> WHAT YOU WILL DO
- a) In the post on stereo keyboard amplification, condense the paragraph beginning "and i am saying that" into one shorter sentence that keeps its main facts.
- b) Print the section of the post on stereo keyboard amplification that opens with the words containing "and i am saying" and closes with "in the environment.".

> SUPPLIED PASSAGE
★ ★ ★ ★
I don't know what your rig is
(what kybds. you play & thru what amplification)
but once you've heard a digital piano or synth thru a stereo setup - either a pair of active PA cabs. (like the
QSC K12's,
or
K10's,
JBL EONs
or
Mackie SRM450's,
etc.) or a true Stereo keyboard amp like a
Motion Sound KP200S
(which I also have) - - there's NO GOING BACK. Stereo keys sounds so much better - and yes, I understand that the audience may not hear the difference or subtle nuances or care or be any where near the "Sweet Spot" of the stereo imaging, or whatever... but it doesn't matter. It's just one of those things - you do it for yourself, if nothing else. Most sounds really pop thru a stereo rig - esp. the acoustic piano samples (I have a
Yamaha S90ES,
a
Roland RD300GX
and a
Korg Triton Le
).

 

and i am saying that in a hostile environment with glass, concrete, loud drums, bass, guitar, vox wedges all at the edge of extreme volume coupled with loud patrons that require a delicate balance of pain/intelligibility with anywhere from 12 kilowatts to 20+kilowatts of FOH that you are lucky enough to get one good signal to hear yourself with and still be able to focus on the other things going on without adding to the messy muck in the environment.
★ ★ ★ ★
> GIVEN INFORMATION
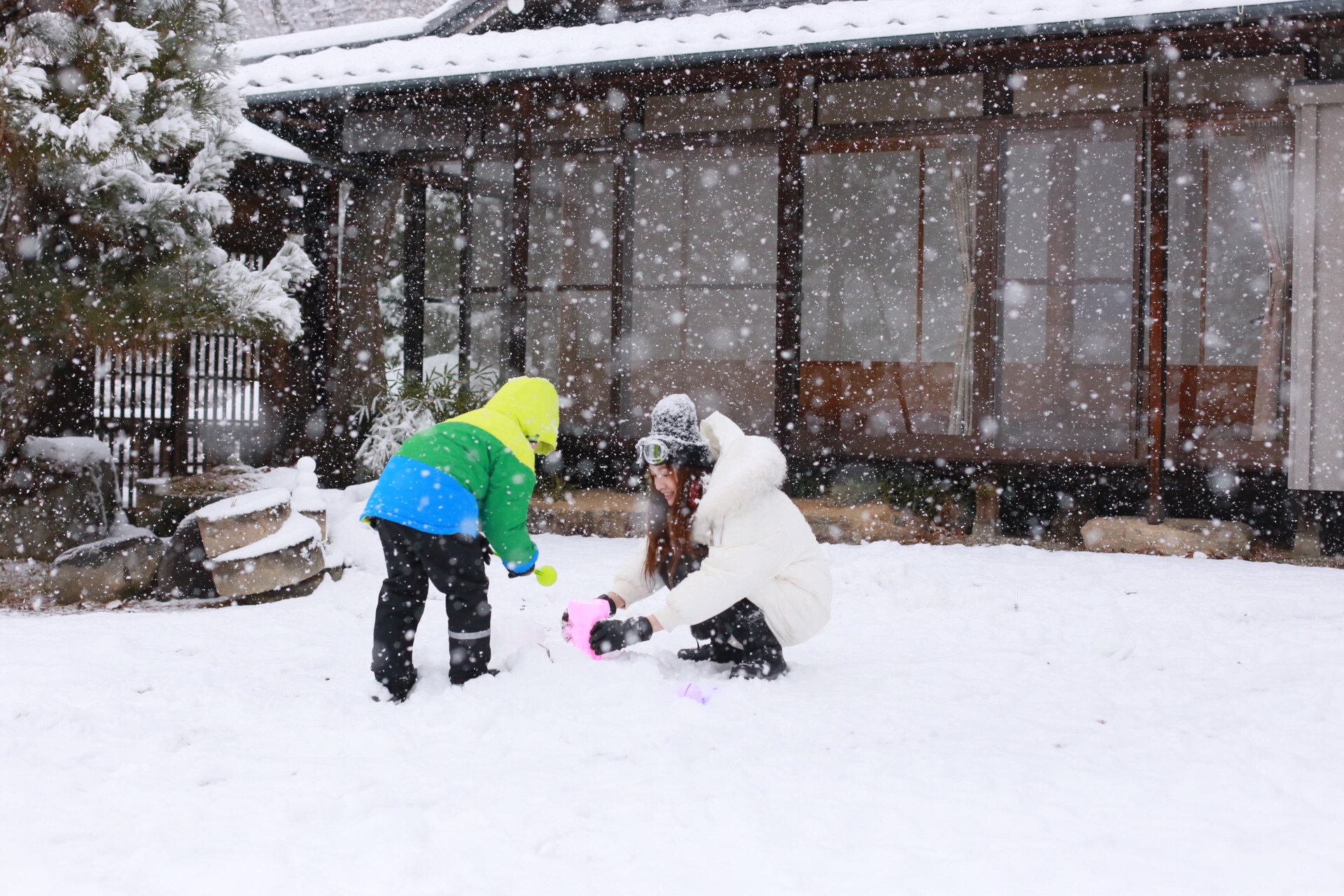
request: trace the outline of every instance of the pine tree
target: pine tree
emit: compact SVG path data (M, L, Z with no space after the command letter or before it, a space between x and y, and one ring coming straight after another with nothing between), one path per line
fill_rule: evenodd
M233 0L27 0L0 19L0 455L43 404L69 422L56 380L87 377L94 347L300 334L304 251L254 271L215 240L242 153L237 19Z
★ ★ ★ ★
> ANSWERS FOR THE EXERCISE
- a) In a hostile room with glass, concrete, loud drums, bass, guitar, and vocal wedges all near extreme volume, plus loud patrons and 12 to 20+ kilowatts of FOH, you're lucky to get one good signal to hear yourself with while still focusing on everything else and not adding to the muck.

- b)
and i am saying that in a hostile environment with glass, concrete, loud drums, bass, guitar, vox wedges all at the edge of extreme volume coupled with loud patrons that require a delicate balance of pain/intelligibility with anywhere from 12 kilowatts to 20+kilowatts of FOH that you are lucky enough to get one good signal to hear yourself with and still be able to focus on the other things going on without adding to the messy muck in the environment.